- [Given text]
Begin

Gomillion comes back just in time to save the Tigers

Tre Gomillion had had enough.

For seven consecutive games, Gomillion had sat and cheered. Sidelined by a groin injury, Gomillion was missing the first games of his four-year college career. He was close to playing. He would go through pre-game warmups, running and sometimes even dunking. But when the ball went up for real, Gomillion sat down. And he stayed sitting for 280 consecutive minutes from Mizzou’s win at Ole Miss on January 24th through an 89-56 humiliation at Auburn on Valentine’s Day.

The day after that loss to Auburn, Gomillion asked for a meeting with head coach Dennis Gates.

“He respectfully challenged me in my office,” Gates said. “And said, ‘Coach, I’m ready to play.’”

Gomillion returned to the floor in Missouri’s 69-60 loss to Texas A&M on Saturday. He played just three minutes. On Tuesday night, in a 66-64 overtime win against Mississippi State, Gomillion played 28 minutes and 11 seconds, his most this season. It was a win that might have saved Missouri’s season and pointed the Tigers straight back toward the NCAA Tournament. And it doesn’t happen without Gomillion.

End

Photo-based point labeling data:
Begin

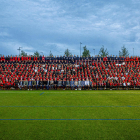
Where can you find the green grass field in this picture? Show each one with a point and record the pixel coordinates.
(70, 115)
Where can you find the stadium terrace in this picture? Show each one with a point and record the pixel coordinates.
(75, 73)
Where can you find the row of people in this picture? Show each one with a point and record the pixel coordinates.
(70, 58)
(66, 84)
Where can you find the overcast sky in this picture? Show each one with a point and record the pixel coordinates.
(55, 25)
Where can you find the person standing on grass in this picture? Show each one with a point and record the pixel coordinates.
(55, 84)
(51, 84)
(25, 84)
(87, 83)
(79, 84)
(76, 84)
(20, 84)
(34, 83)
(37, 83)
(41, 84)
(59, 83)
(83, 84)
(90, 84)
(30, 84)
(67, 84)
(48, 84)
(64, 84)
(72, 84)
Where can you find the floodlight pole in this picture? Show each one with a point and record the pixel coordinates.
(42, 53)
(80, 49)
(19, 50)
(94, 52)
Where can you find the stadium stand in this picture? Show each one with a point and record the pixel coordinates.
(73, 72)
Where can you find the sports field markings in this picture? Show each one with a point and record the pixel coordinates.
(73, 106)
(70, 119)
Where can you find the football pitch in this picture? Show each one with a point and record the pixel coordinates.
(70, 115)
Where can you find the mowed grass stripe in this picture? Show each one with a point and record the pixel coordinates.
(69, 122)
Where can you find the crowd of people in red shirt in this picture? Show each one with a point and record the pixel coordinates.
(73, 72)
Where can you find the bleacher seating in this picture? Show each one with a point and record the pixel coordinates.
(100, 72)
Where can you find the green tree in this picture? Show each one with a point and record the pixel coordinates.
(103, 52)
(23, 53)
(124, 51)
(50, 55)
(36, 54)
(86, 52)
(67, 53)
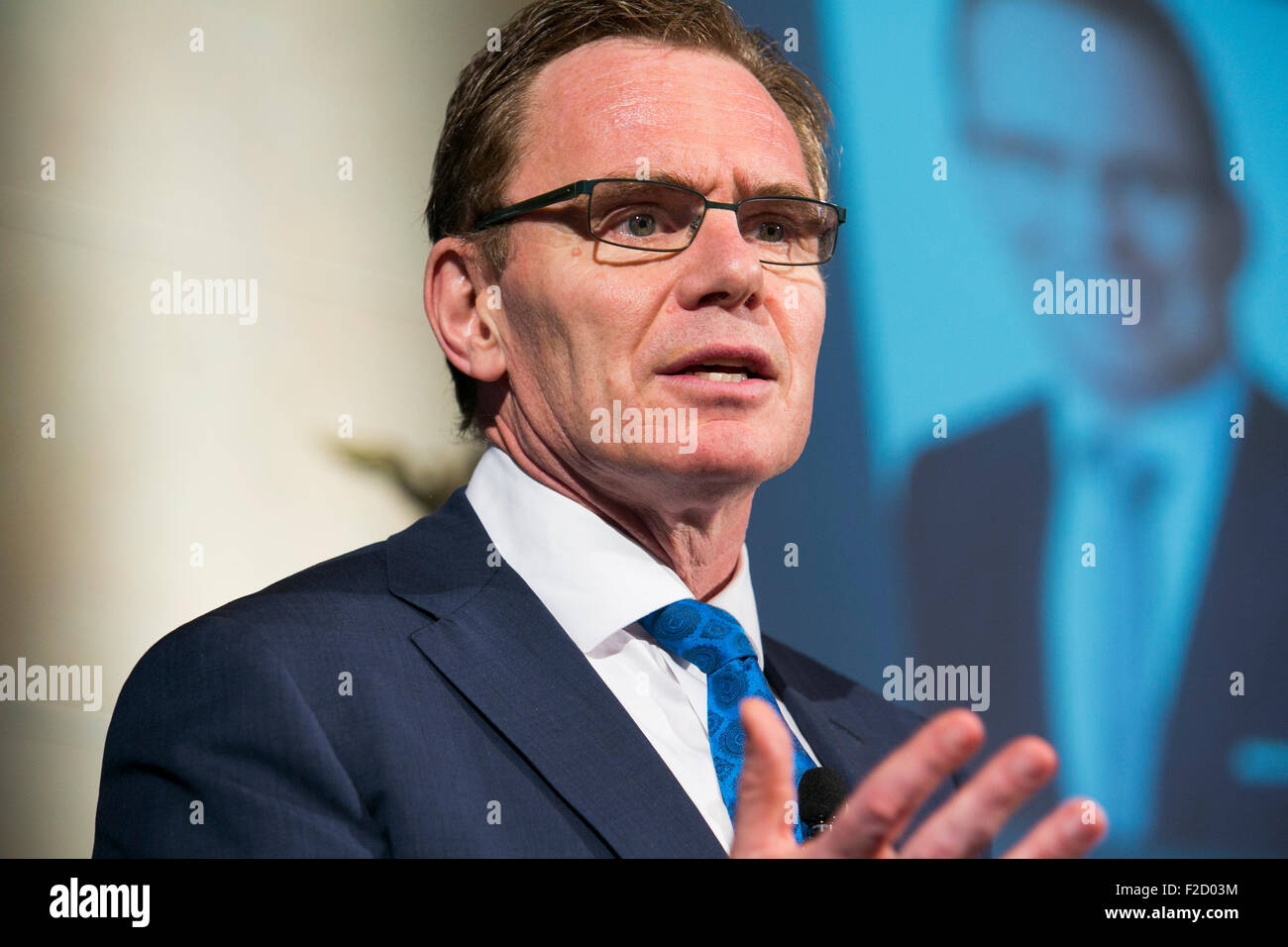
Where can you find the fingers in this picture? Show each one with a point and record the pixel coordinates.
(1070, 831)
(879, 809)
(962, 826)
(765, 787)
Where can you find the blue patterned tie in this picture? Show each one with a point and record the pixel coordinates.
(713, 641)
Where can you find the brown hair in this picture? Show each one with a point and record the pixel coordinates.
(484, 124)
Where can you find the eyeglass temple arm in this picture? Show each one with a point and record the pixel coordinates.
(559, 193)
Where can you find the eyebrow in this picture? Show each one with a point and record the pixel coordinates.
(746, 187)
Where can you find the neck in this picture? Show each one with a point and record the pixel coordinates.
(700, 541)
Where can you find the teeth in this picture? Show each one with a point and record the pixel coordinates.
(720, 375)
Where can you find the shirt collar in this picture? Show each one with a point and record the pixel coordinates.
(591, 578)
(1168, 427)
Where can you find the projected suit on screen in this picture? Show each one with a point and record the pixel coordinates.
(1104, 165)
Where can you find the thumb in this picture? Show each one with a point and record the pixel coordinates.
(765, 785)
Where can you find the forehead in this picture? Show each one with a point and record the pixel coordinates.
(600, 108)
(1030, 75)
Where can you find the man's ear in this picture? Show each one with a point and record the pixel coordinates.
(462, 308)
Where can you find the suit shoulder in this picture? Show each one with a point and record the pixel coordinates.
(993, 444)
(344, 598)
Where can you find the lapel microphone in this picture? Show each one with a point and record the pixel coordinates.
(820, 792)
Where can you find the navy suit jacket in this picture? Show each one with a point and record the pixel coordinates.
(975, 531)
(475, 725)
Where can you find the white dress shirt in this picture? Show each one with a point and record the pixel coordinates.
(597, 582)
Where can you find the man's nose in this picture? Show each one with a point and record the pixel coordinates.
(720, 266)
(1094, 223)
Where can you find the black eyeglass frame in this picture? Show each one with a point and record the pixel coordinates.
(584, 187)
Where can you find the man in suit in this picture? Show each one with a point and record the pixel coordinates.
(565, 660)
(1115, 551)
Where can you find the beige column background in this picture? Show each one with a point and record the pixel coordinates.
(180, 429)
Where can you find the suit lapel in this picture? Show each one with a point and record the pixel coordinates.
(831, 731)
(510, 659)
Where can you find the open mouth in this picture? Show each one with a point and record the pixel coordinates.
(720, 371)
(724, 364)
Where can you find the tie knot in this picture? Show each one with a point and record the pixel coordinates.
(1134, 472)
(698, 633)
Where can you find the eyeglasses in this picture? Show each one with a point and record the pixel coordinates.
(655, 217)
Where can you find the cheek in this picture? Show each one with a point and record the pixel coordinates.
(802, 330)
(583, 329)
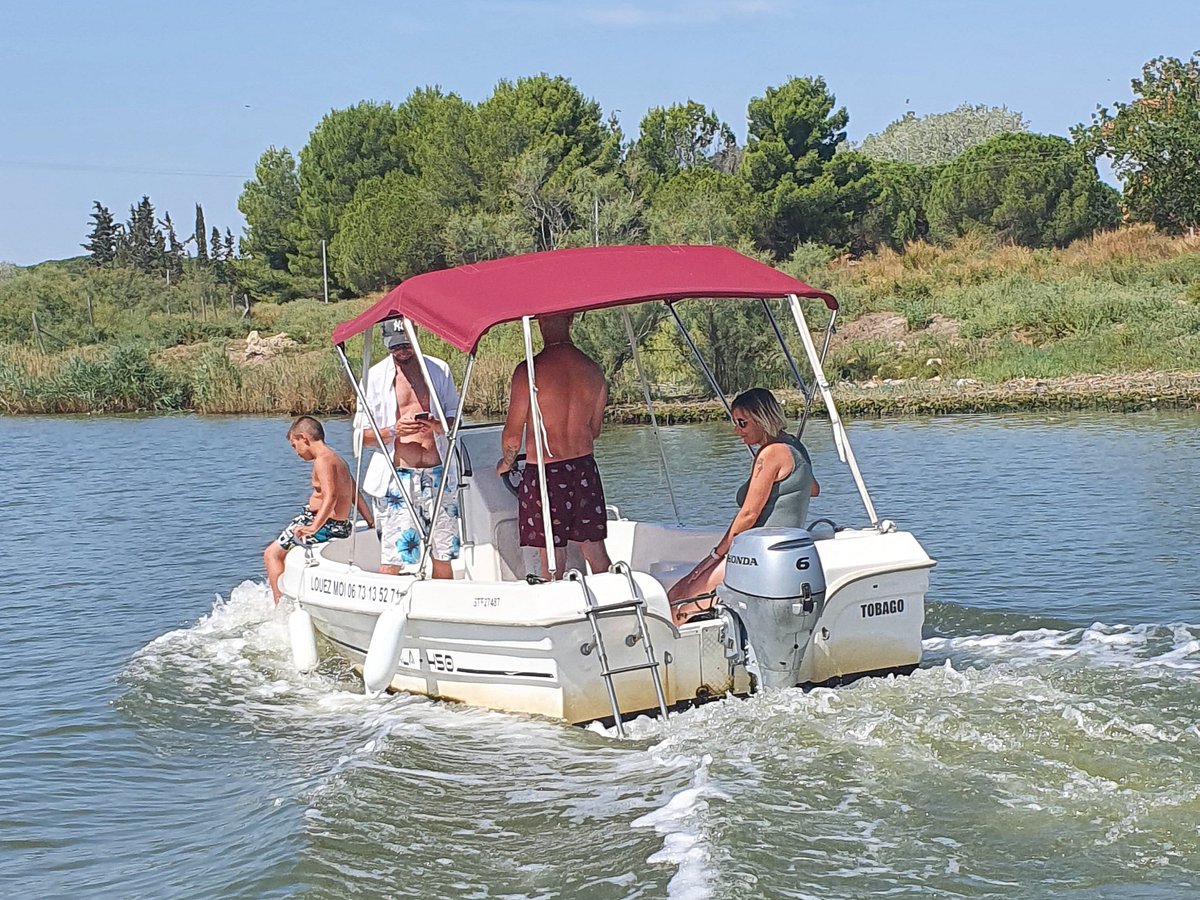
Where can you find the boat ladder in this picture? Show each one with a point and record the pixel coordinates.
(636, 607)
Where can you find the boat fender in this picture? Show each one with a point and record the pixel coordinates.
(304, 640)
(383, 654)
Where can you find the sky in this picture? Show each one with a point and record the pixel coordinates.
(111, 101)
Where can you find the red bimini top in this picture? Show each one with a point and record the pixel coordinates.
(460, 305)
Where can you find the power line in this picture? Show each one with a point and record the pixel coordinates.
(118, 169)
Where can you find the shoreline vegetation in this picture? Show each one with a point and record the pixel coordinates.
(1110, 322)
(979, 267)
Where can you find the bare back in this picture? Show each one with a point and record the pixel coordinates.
(331, 481)
(571, 394)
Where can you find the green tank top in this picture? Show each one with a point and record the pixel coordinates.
(789, 502)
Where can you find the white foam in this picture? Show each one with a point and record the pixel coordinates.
(684, 844)
(1173, 647)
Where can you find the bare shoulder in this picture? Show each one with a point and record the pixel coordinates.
(773, 459)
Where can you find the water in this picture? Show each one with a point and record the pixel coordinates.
(155, 741)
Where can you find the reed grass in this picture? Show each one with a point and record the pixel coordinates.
(1120, 301)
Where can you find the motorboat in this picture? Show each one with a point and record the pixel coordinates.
(798, 606)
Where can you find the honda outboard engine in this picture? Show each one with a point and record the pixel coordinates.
(771, 600)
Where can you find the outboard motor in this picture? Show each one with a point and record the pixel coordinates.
(771, 600)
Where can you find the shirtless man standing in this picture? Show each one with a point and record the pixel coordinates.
(328, 513)
(571, 395)
(400, 403)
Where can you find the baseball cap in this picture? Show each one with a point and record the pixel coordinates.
(394, 334)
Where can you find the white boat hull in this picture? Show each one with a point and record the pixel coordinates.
(529, 648)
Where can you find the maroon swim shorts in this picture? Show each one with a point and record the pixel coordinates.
(577, 509)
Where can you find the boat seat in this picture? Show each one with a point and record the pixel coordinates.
(669, 573)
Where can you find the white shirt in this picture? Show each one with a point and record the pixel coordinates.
(381, 394)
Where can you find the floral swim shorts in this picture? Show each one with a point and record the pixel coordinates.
(577, 510)
(400, 526)
(333, 528)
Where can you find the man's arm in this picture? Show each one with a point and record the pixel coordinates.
(515, 423)
(598, 411)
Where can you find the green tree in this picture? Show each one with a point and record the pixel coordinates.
(897, 213)
(681, 137)
(435, 135)
(270, 204)
(701, 207)
(940, 137)
(390, 231)
(1155, 143)
(473, 235)
(142, 245)
(531, 141)
(345, 149)
(102, 238)
(173, 256)
(202, 246)
(1033, 190)
(795, 132)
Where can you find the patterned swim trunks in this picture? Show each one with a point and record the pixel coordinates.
(333, 528)
(577, 510)
(400, 531)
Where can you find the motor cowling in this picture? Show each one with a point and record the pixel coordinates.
(772, 598)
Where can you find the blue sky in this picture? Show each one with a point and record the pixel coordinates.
(109, 101)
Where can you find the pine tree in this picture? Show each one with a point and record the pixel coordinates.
(202, 247)
(102, 238)
(143, 245)
(174, 255)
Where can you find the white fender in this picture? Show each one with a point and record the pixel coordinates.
(383, 654)
(304, 640)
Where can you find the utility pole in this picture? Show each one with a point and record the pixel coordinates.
(324, 270)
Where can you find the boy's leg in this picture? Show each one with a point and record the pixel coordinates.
(274, 557)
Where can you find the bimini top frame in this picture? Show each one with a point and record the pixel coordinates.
(460, 305)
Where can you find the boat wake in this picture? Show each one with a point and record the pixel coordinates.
(1077, 745)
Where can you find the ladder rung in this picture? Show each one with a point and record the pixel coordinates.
(615, 607)
(636, 667)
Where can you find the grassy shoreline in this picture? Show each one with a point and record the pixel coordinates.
(1111, 322)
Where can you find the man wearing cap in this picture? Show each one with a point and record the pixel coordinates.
(400, 402)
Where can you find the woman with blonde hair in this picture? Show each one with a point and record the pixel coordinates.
(777, 493)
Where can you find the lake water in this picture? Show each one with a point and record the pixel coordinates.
(156, 742)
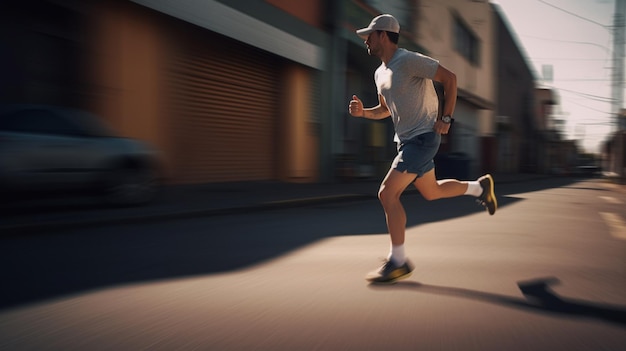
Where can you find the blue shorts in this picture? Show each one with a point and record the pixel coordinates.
(416, 155)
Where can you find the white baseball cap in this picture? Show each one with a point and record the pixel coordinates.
(387, 23)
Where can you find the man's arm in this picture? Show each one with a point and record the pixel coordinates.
(448, 80)
(379, 111)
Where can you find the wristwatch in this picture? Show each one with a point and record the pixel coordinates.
(447, 119)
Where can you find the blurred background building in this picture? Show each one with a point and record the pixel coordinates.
(259, 89)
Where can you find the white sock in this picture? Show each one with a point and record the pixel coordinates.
(397, 254)
(474, 188)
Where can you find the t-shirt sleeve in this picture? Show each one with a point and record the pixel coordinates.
(423, 66)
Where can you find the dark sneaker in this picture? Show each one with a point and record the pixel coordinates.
(390, 273)
(488, 197)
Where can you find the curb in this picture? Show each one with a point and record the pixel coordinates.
(51, 225)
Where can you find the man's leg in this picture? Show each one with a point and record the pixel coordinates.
(483, 189)
(396, 266)
(389, 195)
(432, 189)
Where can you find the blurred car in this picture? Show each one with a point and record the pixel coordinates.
(53, 149)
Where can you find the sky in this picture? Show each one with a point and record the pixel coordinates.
(575, 39)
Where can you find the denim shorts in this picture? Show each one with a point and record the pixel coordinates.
(416, 155)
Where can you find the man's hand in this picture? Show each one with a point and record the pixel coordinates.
(441, 127)
(356, 107)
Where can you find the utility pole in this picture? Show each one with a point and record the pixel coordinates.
(618, 62)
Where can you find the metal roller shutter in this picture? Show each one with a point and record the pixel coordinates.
(224, 101)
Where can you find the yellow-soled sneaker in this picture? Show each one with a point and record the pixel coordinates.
(390, 273)
(488, 197)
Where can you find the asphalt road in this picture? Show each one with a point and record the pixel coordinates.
(547, 272)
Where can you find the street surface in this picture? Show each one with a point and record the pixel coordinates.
(546, 272)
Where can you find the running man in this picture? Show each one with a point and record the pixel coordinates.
(404, 81)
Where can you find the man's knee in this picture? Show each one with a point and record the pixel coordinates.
(387, 196)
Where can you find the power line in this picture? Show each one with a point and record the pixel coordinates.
(576, 15)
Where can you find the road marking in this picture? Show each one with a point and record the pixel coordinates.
(616, 224)
(612, 200)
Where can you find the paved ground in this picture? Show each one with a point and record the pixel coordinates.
(186, 201)
(545, 273)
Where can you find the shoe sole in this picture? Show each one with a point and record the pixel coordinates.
(492, 195)
(390, 281)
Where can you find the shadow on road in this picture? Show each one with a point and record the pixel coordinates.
(539, 298)
(53, 264)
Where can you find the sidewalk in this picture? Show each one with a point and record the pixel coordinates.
(188, 201)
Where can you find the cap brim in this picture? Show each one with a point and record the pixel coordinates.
(364, 32)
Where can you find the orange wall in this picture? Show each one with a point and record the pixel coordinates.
(299, 145)
(309, 11)
(128, 70)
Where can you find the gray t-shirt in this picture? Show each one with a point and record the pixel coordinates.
(406, 84)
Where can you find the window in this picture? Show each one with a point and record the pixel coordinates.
(465, 42)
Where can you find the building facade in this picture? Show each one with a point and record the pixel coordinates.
(258, 90)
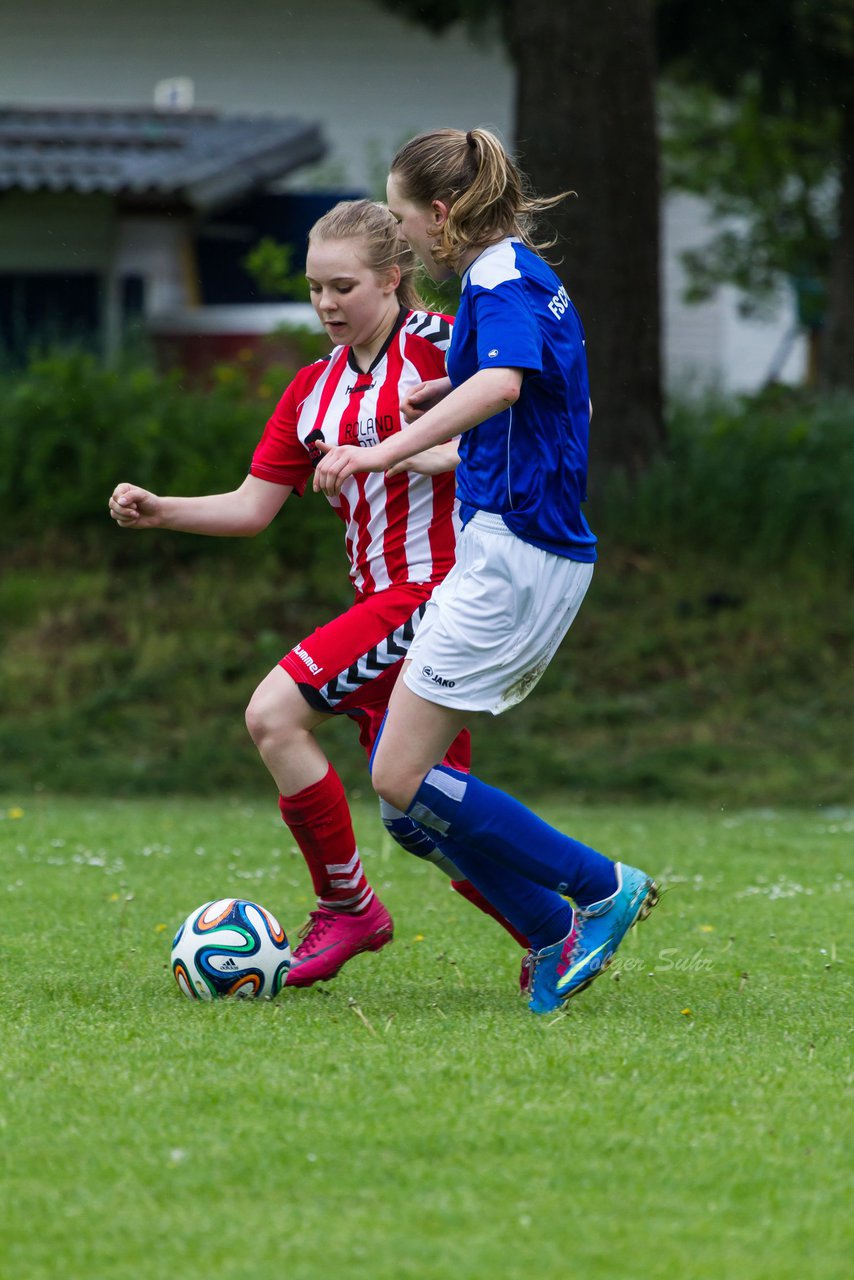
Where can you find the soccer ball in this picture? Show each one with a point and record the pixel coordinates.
(231, 947)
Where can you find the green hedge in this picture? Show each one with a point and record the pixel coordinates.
(73, 429)
(766, 480)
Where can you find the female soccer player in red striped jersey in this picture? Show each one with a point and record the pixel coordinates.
(400, 534)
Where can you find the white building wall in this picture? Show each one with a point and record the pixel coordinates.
(370, 78)
(711, 344)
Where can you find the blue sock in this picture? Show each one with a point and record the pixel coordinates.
(542, 915)
(489, 822)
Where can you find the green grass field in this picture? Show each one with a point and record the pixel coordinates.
(689, 1116)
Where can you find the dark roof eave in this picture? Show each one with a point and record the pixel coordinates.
(240, 178)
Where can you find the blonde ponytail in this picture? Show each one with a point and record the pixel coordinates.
(485, 192)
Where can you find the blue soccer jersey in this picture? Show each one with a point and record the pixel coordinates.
(529, 464)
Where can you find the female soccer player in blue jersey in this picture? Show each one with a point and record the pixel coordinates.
(516, 393)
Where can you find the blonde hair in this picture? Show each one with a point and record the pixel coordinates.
(380, 243)
(487, 195)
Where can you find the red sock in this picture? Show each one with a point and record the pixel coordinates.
(320, 823)
(465, 888)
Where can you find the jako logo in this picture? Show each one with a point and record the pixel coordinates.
(437, 680)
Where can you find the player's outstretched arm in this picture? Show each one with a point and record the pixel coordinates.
(241, 513)
(432, 462)
(423, 397)
(485, 393)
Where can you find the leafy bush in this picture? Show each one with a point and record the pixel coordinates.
(73, 429)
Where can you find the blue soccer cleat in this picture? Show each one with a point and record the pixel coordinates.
(602, 927)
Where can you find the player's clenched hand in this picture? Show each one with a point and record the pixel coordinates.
(132, 507)
(342, 461)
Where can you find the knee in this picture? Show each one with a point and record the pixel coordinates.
(263, 722)
(392, 785)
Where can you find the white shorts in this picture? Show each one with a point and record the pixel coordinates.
(492, 627)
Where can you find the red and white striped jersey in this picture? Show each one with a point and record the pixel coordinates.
(397, 530)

End

Copy the article on Gomillion's return starting at "Tre Gomillion had" and stopping after "on Valentine’s Day.", swapping "groin injury" for "hamstring injury".

- [Solution to this exercise]
Tre Gomillion had had enough.

For seven consecutive games, Gomillion had sat and cheered. Sidelined by a hamstring injury, Gomillion was missing the first games of his four-year college career. He was close to playing. He would go through pre-game warmups, running and sometimes even dunking. But when the ball went up for real, Gomillion sat down. And he stayed sitting for 280 consecutive minutes from Mizzou’s win at Ole Miss on January 24th through an 89-56 humiliation at Auburn on Valentine’s Day.